That’s how we get Rube Goldberg machines. They are a collection of independent components that appear to accomplish the task, but they do so in very awkward and overly complex ways. They make good art, but poor technology.
Instead, you have to see the problem itself, and how it really affects people. You start in their shoes and see what it is that they need.
You may have to twist it around a few times in your head, in order to figure out the best way to bind a bunch of seemingly unrelated use cases. Often the best solution is neither obvious nor intuitive. Once you’ve stumbled onto it, it is clear to everyone that it fits really well, but just before that, it is a mystery.
Just keep picturing it from the user's perspective.
There is some information they need, they need it in a useful form, and they need to get to it quickly. They shouldn’t have to remember a lot to accomplish their tasks, that is the computer’s job.
The users may phrase it one way or describe it with respect to some other ancient and dysfunctional set of tools they used in the past. You can’t take them literally. You need to figure out what they really need, not just blindly throw things together. It can take a while and go through a bunch of iterations. Sometimes it is like pulling teeth to get enough of the fragments from them to be able to piece it together properly. Patience and lots of questions are the keys.
If you visualize the solution that way, you will soon arrive at a point where you don't actually know how to build it. That is good, it is what you want. That is the solution that you want to decompose and break down into tangible components.
If you’ve never worked through that domain or type of system before, it will be hard. It should be hard. If it isn’t hard, then you are probably just trying to smash pieces in place. Hammering up a storm.
For some visualizations, while they would be nearly perfect, you know you’ll never quite get there, Which is okay. As you work through the mechanics, time and impatience will force you to push a few lesser parts. If you have each one encapsulated, then later you can enhance them. Gradually you get closer to your ultimate solution.

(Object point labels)

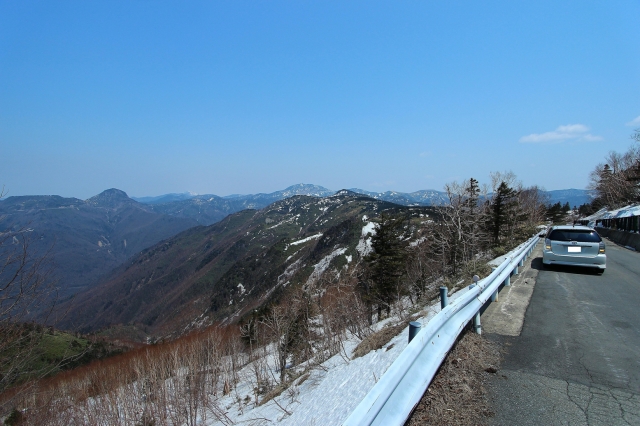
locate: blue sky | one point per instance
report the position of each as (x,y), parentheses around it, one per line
(230,97)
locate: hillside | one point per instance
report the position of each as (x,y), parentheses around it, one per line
(87,238)
(220,272)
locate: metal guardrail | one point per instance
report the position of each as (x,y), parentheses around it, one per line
(399,390)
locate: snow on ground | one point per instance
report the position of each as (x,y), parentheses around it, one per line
(331,391)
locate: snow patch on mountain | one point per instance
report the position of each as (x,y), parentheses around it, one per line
(321,266)
(364,245)
(304,240)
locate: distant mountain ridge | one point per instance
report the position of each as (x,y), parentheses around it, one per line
(209,209)
(88,237)
(221,272)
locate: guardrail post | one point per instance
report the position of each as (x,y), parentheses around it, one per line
(476,323)
(444,297)
(414,328)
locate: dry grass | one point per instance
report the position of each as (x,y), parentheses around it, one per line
(377,340)
(457,393)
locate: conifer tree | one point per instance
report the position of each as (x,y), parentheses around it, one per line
(386,261)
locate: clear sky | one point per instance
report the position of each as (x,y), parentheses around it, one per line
(225,97)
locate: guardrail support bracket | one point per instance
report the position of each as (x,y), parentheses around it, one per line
(444,297)
(477,327)
(414,328)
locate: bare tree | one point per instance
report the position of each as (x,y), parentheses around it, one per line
(27,287)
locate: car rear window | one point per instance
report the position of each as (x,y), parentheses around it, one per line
(578,235)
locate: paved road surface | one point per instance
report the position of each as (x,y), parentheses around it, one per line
(577,360)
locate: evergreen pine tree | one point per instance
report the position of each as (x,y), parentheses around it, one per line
(386,261)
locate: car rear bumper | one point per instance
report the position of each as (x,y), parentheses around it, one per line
(599,261)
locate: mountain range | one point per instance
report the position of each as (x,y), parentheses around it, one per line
(87,238)
(209,209)
(221,272)
(176,255)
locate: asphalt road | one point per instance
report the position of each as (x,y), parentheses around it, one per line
(577,360)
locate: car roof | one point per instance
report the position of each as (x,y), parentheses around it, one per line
(578,227)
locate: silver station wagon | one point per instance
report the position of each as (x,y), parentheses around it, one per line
(575,246)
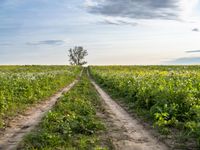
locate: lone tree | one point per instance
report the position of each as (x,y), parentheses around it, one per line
(77,55)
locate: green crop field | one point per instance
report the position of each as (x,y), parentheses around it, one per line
(21,86)
(169,96)
(72,124)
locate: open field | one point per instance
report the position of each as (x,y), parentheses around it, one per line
(160,107)
(22,86)
(168,96)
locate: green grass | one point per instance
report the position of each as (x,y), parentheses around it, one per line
(22,86)
(72,124)
(169,96)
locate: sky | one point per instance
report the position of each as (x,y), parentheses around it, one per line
(125,32)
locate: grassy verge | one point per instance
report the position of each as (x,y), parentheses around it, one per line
(177,137)
(23,86)
(72,124)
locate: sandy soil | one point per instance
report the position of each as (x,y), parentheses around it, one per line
(21,125)
(125,132)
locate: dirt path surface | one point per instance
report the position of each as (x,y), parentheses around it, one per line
(21,125)
(126,133)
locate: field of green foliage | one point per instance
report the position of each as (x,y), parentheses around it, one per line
(168,95)
(72,123)
(21,86)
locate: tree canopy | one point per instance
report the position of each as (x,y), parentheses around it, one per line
(77,55)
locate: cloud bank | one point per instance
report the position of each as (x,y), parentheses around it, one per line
(47,42)
(193,51)
(142,9)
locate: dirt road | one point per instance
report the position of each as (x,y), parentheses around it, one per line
(126,132)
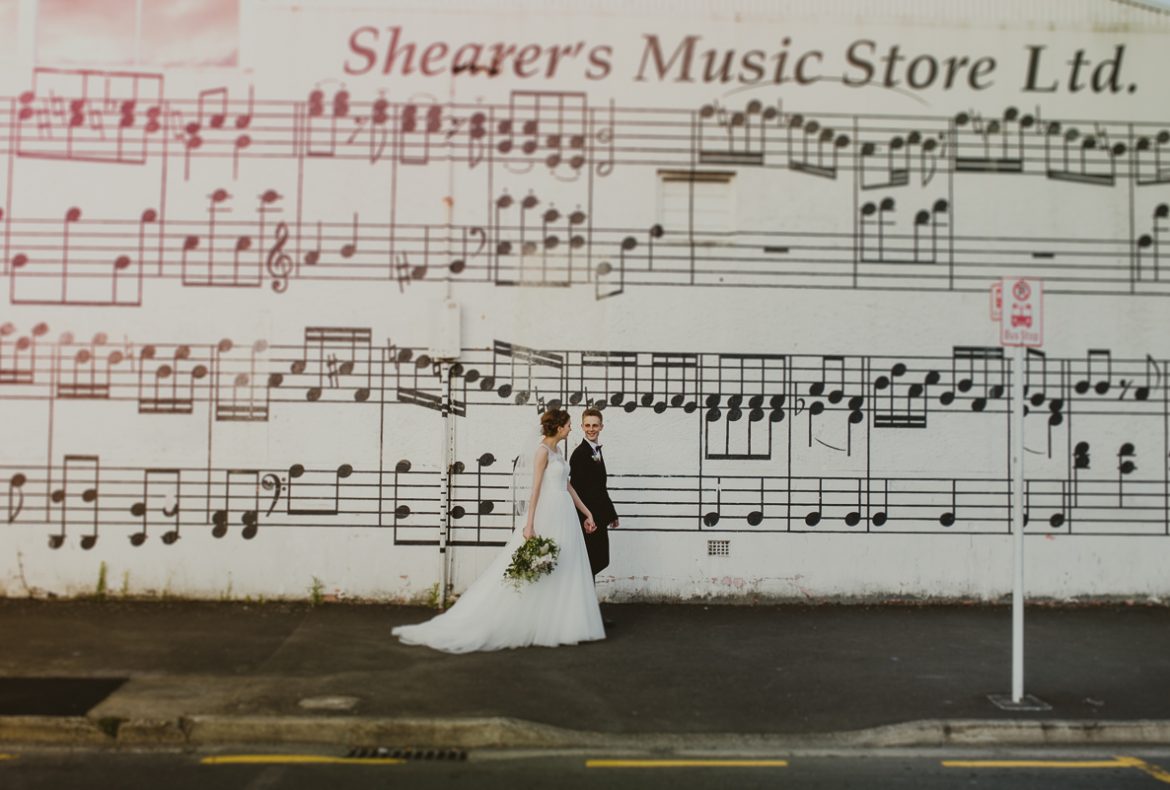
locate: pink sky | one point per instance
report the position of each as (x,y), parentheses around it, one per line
(102,32)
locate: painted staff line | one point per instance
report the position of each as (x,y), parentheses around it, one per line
(296,760)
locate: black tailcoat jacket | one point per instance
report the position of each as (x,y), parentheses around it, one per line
(587,478)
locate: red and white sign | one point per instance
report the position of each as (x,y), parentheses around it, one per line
(1021,314)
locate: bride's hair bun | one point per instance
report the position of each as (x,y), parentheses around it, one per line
(552,421)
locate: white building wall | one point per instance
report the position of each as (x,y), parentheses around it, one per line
(228,365)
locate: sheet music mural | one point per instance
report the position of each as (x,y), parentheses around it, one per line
(765,252)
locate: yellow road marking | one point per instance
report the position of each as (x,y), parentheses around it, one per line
(296,760)
(1038,763)
(686,763)
(1155,771)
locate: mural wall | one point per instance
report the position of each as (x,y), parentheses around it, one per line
(287,284)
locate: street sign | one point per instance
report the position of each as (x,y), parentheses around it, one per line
(1021,313)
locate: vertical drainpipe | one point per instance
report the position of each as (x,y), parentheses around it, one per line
(449,345)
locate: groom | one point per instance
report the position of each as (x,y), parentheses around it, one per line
(586,466)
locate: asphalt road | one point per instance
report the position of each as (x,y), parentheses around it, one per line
(259,770)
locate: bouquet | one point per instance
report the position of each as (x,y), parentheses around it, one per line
(535,557)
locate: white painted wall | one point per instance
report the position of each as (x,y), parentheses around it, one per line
(805,307)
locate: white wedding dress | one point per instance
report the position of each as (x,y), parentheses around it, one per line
(557,609)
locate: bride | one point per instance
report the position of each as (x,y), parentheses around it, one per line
(557,609)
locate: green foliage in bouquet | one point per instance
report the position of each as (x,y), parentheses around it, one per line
(535,557)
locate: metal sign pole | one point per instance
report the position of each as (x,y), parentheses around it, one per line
(1017,304)
(1017,430)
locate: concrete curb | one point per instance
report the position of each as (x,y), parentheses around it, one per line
(501,733)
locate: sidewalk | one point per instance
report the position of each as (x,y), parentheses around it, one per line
(678,675)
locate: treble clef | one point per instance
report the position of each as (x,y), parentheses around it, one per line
(279,262)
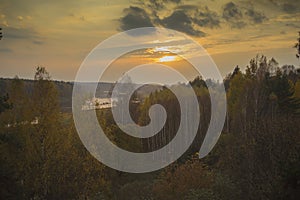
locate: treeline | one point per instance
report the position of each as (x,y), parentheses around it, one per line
(256,157)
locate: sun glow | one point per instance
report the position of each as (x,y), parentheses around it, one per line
(167,59)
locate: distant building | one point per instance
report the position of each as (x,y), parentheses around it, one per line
(99,103)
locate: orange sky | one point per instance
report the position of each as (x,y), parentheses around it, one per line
(59,34)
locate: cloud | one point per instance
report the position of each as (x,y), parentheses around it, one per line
(180,21)
(22,33)
(255,16)
(207,18)
(233,15)
(155,5)
(135,17)
(232,12)
(188,19)
(239,17)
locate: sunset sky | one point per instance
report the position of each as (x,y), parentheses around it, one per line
(59,34)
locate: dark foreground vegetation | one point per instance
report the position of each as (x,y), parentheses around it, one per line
(256,157)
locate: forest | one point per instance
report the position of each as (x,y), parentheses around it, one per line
(256,157)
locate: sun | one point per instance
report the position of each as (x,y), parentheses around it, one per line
(167,59)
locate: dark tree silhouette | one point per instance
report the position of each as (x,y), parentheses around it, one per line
(297,46)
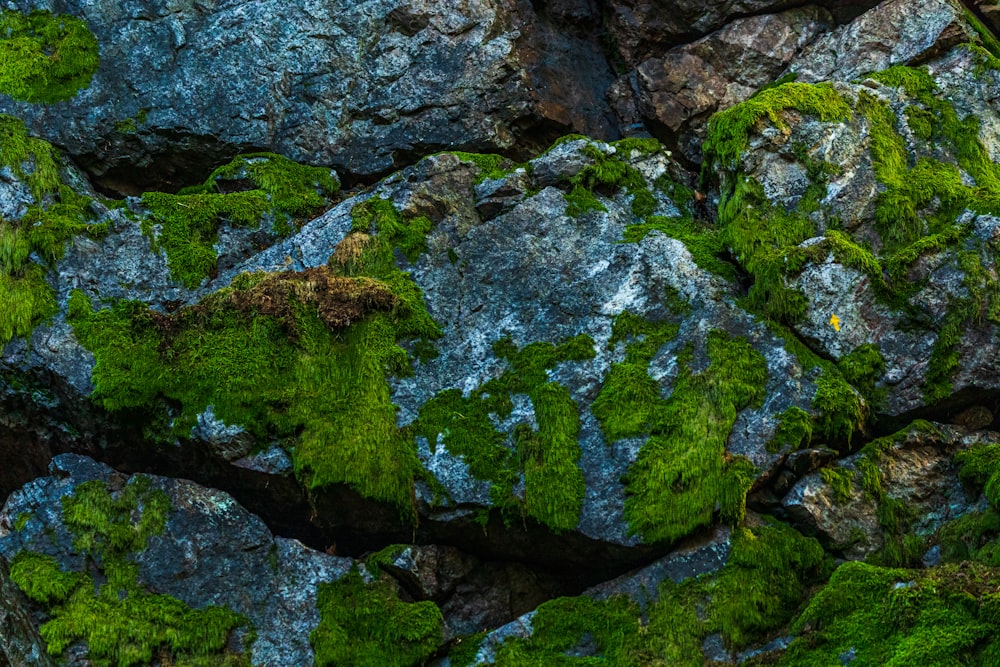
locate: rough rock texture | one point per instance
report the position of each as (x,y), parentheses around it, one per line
(917,471)
(213,552)
(19,640)
(361,86)
(681,89)
(892,33)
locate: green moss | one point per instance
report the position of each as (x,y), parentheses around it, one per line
(266,354)
(893,617)
(548,457)
(22,520)
(44,57)
(188,223)
(756,592)
(863,367)
(729,130)
(842,409)
(679,475)
(607,174)
(794,430)
(629,398)
(122,623)
(367,625)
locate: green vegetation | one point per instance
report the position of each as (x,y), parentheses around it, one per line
(188,222)
(729,130)
(57,215)
(45,58)
(122,623)
(892,617)
(298,356)
(681,472)
(367,625)
(757,591)
(548,457)
(609,173)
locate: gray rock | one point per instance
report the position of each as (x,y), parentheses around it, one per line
(20,643)
(896,32)
(213,552)
(363,86)
(917,470)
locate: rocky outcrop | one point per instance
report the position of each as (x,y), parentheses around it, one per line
(19,640)
(363,87)
(906,484)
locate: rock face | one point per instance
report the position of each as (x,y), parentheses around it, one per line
(211,552)
(19,640)
(572,403)
(360,86)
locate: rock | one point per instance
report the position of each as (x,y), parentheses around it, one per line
(681,89)
(364,88)
(19,640)
(212,552)
(896,32)
(912,470)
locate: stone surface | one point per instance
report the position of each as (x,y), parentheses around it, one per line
(213,552)
(363,86)
(917,471)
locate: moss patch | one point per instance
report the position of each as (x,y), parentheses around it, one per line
(367,625)
(681,472)
(300,357)
(45,57)
(58,214)
(122,623)
(758,590)
(242,193)
(882,616)
(548,456)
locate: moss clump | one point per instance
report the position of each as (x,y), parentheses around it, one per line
(122,623)
(188,222)
(729,130)
(548,457)
(681,474)
(302,357)
(881,616)
(794,430)
(44,57)
(607,174)
(756,592)
(367,625)
(58,214)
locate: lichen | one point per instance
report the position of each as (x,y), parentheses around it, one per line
(44,57)
(758,590)
(300,357)
(122,623)
(548,456)
(681,473)
(185,226)
(368,625)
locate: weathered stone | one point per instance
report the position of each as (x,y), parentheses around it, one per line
(896,32)
(361,86)
(19,640)
(917,471)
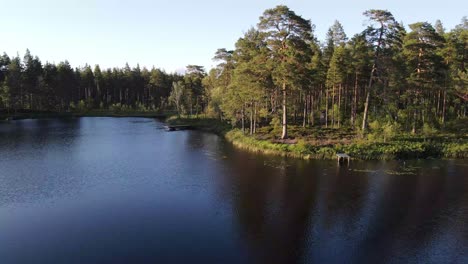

Written instruction 1 »
Answer these questions about the essay on software design:
(a) According to the essay, what do Rube Goldberg machines make good, and what do they make poor?
(b) Whose job does the essay say remembering things is?
(c) What does the essay name as the keys?
Written instruction 2 » Switch "encapsulated" to "isolated" and give the essay on software design from "If you’ve never" up to and including "your ultimate solution.".

Task solution 1 »
(a) They make good art but poor technology.
(b) The computer's job.
(c) Patience and lots of questions.

Task solution 2 »
If you’ve never worked through that domain or type of system before, it will be hard. It should be hard. If it isn’t hard, then you are probably just trying to smash pieces in place. Hammering up a storm.
For some visualizations, while they would be nearly perfect, you know you’ll never quite get there, Which is okay. As you work through the mechanics, time and impatience will force you to push a few lesser parts. If you have each one isolated, then later you can enhance them. Gradually you get closer to your ultimate solution.